Task instructions »
Rewrite the stretch from the line containing "Exercise. Tag every instance of the tree" through the end of the items, putting "single marker" wherever "single point" appears and leaving everything else unchanged.

Records for the exercise »
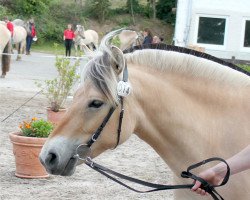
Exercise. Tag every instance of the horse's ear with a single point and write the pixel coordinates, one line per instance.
(118, 63)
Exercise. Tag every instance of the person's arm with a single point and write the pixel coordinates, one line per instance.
(215, 175)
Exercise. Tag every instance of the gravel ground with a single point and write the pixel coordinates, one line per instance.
(134, 158)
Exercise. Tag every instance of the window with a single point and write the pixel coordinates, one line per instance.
(247, 34)
(211, 30)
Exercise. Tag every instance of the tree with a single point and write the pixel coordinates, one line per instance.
(152, 4)
(30, 7)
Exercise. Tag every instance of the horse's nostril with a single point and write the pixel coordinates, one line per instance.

Finished exercise »
Exercise. Tag every instance of the tree with a single marker and write the pixel coordinates, one line per instance.
(152, 4)
(30, 7)
Exercise. Tag every instance of the horse's nostril with a single marker and write the pixel coordinates, one line per instance.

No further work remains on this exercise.